### QUOTED PASSAGE
Feb 102012
 

I do a lot of my runs during my lunch break. I live about 10 minutes away from the office, so I go home for lunch on most days. I get home, do a quick change, and head out the door. We live close to a county park that has a decent sized lake and woods, with paved and unpaved trails throughout the park. My lunchtime run almost always consists of running down to the park, and picking one of the different trails for my run. I usually don’t run any longer than 7 miles at lunch, since this is about the maximum distance I can get in before time becomes an issue. I leave my long runs for the weekend.

When I head out the door, ninety percent of the time I wear headphones. I like listening to music when I run, and I usually listen to stuff that has a great beat, more towards rock, metal, and a little grunge. It can definitely get me going when I’m feeling a little tired. So what about the other ten percent? Well, I wish I could say that it’s because I want to listen and be one with nature, which is partially true, but the main reason is that I since they don’t allow headphones in races (I agree with this 100%), I need to make sure I can run and race as well without music as with it.

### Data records
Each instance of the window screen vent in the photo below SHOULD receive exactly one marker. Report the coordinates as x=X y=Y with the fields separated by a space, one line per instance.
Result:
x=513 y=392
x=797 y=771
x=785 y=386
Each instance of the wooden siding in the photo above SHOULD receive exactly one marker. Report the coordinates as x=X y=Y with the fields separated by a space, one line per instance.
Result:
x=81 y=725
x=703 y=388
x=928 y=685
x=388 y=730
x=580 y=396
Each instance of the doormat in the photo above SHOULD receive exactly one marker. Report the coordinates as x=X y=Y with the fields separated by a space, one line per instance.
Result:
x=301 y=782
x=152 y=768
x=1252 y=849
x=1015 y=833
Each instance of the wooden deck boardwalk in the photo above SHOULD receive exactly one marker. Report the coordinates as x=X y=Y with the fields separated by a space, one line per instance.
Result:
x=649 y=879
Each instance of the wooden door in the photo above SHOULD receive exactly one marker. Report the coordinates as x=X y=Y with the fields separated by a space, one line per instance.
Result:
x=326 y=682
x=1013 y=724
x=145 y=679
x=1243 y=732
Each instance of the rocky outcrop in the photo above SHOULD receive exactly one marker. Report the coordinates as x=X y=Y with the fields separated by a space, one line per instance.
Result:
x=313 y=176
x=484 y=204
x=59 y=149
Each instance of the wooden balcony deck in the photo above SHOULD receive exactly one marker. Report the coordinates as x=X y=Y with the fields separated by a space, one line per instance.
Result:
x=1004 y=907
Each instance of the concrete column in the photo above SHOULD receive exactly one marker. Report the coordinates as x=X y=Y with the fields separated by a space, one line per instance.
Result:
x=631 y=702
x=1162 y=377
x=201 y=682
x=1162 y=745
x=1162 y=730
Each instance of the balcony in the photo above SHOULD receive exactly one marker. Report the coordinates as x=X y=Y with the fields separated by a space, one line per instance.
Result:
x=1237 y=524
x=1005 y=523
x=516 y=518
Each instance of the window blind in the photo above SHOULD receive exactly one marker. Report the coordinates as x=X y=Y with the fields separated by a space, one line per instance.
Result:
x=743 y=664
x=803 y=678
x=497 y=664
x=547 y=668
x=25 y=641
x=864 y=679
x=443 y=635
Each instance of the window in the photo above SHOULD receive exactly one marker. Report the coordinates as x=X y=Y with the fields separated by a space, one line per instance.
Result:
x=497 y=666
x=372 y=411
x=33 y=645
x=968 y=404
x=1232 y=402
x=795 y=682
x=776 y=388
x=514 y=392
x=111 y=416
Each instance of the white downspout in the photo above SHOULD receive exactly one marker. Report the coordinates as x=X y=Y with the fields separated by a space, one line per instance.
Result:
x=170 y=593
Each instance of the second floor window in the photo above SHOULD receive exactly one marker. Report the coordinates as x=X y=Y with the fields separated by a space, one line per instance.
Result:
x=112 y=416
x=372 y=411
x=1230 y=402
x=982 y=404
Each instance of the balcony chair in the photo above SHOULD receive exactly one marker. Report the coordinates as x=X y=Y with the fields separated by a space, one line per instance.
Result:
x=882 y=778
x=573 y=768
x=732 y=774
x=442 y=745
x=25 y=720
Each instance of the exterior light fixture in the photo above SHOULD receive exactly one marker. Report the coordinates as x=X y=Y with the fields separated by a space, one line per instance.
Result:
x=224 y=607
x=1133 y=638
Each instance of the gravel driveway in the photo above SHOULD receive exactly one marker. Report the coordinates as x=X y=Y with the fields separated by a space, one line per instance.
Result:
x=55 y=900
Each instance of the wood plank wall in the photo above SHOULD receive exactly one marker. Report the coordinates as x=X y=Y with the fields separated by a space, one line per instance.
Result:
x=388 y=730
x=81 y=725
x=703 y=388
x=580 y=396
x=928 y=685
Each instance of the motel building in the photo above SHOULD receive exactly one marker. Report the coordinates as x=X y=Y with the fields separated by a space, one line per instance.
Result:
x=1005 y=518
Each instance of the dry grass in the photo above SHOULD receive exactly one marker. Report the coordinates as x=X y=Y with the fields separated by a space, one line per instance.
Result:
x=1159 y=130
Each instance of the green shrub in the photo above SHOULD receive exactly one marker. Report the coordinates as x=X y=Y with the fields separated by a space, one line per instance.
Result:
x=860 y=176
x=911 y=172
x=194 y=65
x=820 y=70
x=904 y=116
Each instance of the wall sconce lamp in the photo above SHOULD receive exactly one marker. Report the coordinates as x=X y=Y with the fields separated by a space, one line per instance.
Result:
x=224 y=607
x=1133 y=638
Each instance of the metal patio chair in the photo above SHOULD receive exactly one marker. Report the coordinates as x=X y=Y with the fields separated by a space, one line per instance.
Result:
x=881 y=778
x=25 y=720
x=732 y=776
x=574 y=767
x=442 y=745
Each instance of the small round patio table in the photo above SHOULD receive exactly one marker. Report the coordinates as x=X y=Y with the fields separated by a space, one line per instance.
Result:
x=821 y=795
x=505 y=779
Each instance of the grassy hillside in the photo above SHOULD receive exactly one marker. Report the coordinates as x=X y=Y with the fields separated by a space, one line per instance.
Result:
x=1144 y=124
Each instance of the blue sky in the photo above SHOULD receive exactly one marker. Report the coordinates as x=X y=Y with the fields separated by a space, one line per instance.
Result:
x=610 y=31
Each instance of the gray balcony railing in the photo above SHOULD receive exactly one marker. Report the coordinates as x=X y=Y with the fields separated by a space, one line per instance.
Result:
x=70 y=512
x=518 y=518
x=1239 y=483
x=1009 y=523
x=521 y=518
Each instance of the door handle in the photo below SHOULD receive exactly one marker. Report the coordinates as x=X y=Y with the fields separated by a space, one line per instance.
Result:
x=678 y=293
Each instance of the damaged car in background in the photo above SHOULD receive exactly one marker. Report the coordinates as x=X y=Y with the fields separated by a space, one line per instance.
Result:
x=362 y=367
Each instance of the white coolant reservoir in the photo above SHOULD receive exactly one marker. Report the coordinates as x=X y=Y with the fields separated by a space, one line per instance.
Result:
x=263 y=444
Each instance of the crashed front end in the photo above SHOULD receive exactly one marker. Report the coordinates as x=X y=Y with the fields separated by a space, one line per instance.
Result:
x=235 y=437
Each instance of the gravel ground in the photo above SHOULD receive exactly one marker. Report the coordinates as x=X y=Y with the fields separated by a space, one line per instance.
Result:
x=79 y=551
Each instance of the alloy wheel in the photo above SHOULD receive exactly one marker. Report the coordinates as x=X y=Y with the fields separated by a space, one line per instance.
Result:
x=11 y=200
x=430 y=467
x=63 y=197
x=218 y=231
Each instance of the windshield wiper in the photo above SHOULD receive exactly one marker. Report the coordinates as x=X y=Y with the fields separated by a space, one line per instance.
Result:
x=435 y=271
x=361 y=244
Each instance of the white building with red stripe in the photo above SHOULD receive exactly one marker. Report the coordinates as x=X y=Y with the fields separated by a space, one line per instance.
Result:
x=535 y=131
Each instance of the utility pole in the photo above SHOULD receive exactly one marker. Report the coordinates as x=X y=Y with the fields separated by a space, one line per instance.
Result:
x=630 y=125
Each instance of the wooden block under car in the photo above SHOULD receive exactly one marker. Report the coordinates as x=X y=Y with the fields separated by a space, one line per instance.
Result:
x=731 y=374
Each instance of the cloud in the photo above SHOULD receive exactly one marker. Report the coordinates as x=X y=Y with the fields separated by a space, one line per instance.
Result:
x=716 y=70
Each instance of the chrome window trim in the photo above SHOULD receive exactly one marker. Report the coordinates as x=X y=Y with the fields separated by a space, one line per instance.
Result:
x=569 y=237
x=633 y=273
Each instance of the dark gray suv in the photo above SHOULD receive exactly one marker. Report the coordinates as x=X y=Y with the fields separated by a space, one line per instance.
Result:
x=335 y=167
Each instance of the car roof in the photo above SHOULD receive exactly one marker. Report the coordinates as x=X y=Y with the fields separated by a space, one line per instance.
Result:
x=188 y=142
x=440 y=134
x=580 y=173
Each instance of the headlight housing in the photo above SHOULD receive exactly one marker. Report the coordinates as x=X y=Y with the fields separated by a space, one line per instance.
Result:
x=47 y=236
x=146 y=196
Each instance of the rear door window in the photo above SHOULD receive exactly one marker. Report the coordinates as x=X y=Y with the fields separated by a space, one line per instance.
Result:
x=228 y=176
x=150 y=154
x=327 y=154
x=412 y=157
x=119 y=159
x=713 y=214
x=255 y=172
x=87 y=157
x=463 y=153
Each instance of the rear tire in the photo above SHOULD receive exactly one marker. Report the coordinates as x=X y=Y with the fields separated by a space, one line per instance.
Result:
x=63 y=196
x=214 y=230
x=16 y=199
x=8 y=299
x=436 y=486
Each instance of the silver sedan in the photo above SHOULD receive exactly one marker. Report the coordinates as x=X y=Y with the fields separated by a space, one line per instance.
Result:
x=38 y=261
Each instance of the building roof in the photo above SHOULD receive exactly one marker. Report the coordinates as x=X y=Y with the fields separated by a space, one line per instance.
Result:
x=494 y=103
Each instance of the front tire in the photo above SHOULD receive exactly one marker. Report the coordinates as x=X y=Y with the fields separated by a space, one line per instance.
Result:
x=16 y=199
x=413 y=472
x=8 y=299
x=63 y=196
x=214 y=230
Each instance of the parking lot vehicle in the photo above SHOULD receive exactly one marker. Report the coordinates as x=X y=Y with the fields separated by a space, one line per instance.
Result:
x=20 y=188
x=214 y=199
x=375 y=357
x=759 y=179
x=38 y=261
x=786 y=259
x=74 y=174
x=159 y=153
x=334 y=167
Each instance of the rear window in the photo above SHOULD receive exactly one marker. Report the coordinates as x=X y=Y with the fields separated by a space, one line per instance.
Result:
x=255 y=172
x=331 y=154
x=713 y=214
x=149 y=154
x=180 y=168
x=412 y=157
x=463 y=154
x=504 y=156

### REQUIREMENT 1
In the running post, what is the farthest the writer usually runs during a lunch break?
### REQUIREMENT 2
Continue the running post from its last sentence.

### WRITTEN ANSWER 1
No more than 7 miles.

### WRITTEN ANSWER 2
So I’m running along, and jammin’ to my tunes. What am I thinking about? Here is what I thought about recently on my runs:

  • Running at lunch clears my mind of all the crap that filled my head that morning at the office. By the end of the run, I definitely have a different perspective on things, and I’m reenergized for the afternoon. This gives me time to think about the morning issues, and I usually compile a To Do list in my head for when I get back to the office.
  • Running at the same time of day, I see the same people over and over. I often wonder what their story is, and why they are there at the park walking or running. I get the runners. Most of them are on their lunch break like I am. Some of the other people walking their dog, or just putzing around, makes me wonder what they do with their day.
  • There are some days that all I can think about is taking the next step. These are the days when I’m tired, exhausted, or mentally stressed, and the run hasn’t made me feel better. I’m not enjoying it, and I just want to get my a$$ home. There is a little fear that I will get 3 or 4 miles out, bonk or run out of gas, and have to walk a little. I don’t overdress in the cold weather, so if this ever happens, it can be a cold trip home. This has only happened a few times in all of my running, but it hasn’t been fun.
  • By far, the thing I think about most when running is my training. I think about races I want to do, my training plan, tech stuff and bikes (I love this stuff), and making sure I have the right diet, which varies depending on the time of year.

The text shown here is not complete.